> [Extrait de page]
Les sondages donnent perdant le Premier ministre sortant Prayut Chan-O-Cha, un ancien général putschiste en place depuis 2014, face au camp réformateur incarné par les partis Pheu Thai et Move Forward (Aller de l'avant).
Mais dans un royaume habitué aux interventions de l'armée et de la justice dans le processus démocratique, les craintes demeurent que les militaires s'accrochent au pouvoir malgré la promesse, renouvelée jeudi, de ne pas répéter de coup d'Etat.
Lunettes de soleil et veste blanche, Paetongtarn Shinawatra, favorite du vote, a salué ses supporters, à la tête d'un cortège de dizaines de véhicules.

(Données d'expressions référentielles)
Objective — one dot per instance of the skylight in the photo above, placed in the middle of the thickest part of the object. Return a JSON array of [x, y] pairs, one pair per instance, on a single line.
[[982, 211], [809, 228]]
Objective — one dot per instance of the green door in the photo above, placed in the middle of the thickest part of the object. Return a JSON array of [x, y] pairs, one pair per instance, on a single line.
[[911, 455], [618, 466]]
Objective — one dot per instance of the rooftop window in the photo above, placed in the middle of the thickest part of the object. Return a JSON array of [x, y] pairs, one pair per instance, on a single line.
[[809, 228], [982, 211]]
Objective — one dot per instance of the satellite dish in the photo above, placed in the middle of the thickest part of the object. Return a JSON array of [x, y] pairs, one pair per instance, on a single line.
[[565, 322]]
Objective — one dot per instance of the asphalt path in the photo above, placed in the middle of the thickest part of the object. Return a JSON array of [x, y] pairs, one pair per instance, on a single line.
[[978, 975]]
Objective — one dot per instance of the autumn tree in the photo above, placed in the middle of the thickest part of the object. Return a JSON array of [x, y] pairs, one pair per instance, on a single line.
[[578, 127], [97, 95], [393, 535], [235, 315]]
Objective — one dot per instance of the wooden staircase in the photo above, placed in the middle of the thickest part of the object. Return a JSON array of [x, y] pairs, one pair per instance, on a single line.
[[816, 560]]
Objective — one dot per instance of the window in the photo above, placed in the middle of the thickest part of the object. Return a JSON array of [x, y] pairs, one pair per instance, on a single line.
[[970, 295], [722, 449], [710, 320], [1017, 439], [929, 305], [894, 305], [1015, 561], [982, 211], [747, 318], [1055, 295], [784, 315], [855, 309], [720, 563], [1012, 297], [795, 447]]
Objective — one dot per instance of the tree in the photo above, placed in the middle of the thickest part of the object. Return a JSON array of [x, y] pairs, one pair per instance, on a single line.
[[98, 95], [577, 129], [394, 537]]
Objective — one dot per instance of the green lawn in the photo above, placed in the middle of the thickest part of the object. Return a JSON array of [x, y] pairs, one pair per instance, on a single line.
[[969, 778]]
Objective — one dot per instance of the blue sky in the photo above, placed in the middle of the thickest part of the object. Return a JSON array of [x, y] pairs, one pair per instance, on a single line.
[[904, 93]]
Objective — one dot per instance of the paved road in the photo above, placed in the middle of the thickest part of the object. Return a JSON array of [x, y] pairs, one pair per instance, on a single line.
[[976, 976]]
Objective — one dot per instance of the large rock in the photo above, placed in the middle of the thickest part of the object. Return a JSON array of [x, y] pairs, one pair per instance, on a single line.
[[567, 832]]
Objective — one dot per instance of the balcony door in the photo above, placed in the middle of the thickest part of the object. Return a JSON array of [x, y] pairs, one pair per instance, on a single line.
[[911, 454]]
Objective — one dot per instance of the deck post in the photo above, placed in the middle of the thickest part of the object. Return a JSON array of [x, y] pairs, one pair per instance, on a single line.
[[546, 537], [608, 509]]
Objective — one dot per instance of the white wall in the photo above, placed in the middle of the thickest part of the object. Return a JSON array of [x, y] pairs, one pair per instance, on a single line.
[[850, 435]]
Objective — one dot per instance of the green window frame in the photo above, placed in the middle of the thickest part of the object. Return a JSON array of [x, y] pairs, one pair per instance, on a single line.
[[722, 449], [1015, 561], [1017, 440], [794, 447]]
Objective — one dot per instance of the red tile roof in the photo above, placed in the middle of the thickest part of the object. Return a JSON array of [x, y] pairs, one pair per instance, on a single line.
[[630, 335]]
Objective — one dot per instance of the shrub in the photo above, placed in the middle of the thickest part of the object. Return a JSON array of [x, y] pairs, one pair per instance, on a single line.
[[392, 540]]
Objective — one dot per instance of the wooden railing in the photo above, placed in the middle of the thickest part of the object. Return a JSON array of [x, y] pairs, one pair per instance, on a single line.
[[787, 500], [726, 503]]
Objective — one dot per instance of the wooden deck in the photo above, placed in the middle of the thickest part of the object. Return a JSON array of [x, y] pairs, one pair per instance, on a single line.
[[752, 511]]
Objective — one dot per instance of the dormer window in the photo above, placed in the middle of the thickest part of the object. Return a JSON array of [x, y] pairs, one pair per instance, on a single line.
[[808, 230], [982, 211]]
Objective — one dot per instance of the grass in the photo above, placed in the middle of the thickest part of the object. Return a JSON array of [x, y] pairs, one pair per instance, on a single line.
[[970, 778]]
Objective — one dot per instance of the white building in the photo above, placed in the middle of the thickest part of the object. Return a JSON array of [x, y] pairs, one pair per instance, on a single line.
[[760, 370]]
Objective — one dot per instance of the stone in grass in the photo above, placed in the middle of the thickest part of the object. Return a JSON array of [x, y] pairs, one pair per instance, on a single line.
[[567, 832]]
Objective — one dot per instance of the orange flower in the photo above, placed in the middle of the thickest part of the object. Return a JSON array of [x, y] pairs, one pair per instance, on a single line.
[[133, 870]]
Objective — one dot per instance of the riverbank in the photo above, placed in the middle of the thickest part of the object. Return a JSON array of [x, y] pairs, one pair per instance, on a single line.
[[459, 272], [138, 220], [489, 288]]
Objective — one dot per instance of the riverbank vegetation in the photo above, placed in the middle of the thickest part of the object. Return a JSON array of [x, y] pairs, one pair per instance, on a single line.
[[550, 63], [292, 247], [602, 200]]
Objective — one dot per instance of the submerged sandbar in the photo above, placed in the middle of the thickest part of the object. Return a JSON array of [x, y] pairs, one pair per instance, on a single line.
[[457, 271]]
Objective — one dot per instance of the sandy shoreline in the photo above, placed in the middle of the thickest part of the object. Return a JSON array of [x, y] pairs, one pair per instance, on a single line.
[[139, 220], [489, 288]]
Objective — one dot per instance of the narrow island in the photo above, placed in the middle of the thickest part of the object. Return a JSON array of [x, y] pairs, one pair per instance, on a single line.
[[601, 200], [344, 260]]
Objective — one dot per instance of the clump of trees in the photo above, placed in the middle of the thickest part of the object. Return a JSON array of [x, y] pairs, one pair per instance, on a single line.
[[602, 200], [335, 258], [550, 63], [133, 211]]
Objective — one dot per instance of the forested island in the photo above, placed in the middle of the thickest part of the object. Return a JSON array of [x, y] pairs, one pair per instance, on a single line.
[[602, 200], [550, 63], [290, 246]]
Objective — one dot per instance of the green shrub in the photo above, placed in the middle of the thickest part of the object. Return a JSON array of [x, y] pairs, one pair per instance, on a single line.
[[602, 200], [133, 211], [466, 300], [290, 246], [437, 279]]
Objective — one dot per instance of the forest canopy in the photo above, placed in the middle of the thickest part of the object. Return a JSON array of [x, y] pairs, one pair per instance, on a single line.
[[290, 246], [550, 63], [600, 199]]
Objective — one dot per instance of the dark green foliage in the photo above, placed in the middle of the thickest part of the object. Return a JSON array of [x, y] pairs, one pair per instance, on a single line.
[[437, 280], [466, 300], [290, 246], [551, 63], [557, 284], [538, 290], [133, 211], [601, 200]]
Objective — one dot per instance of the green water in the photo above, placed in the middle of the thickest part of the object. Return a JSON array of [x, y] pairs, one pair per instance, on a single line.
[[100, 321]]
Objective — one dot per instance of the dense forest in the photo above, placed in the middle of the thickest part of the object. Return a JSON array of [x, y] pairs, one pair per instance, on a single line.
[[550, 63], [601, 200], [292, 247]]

> [À produire] Poursuivez l'extrait de page sur le vote où les sondages donnent Prayut Chan-O-Cha perdant, en reprenant juste après sa dernière phrase.

> [Réponse attendue]
Aux côtés de Srettha Thavisin, l'autre candidat de Pheu Thai pour le poste de Premier ministre, elle a sillonné la capitale, du Monument de la Démocratie aux centres commerciaux géants du centre.
Ses soutiens ont agité des drapeaux en chantant: "raz-de-marée de Pheu Thai", le credo du parti qui a besoin d'une large majorité à l'Assemblée nationale pour contourner des règles électorales favorables à l'armée.
Paetongtarn Shinawatra, la fille de l'ancien Premier ministre Thaksin Shinawatra, est réapparue sur scène vendredi, devant environ 10.000 partisans, pour la première fois après avoir donné naissance à son deuxième enfant, le 1er mai.
- Clash générationnel -
"Ca ne fait que 12 jours, je suis un peu fatiguée mais ça va (...) Je suis tellement excitée", a assuré la candidate de 36 ans auprès de l'AFP.
Cette novice en politique est la dernière incarnation de la richissime famille qui polarise la vie politique thaïlandaise depuis plus de 20 ans, à la fois adorée des milieux populaires du Nord et du Nord-Est, mais haïe des élites traditionnelles de Bangkok.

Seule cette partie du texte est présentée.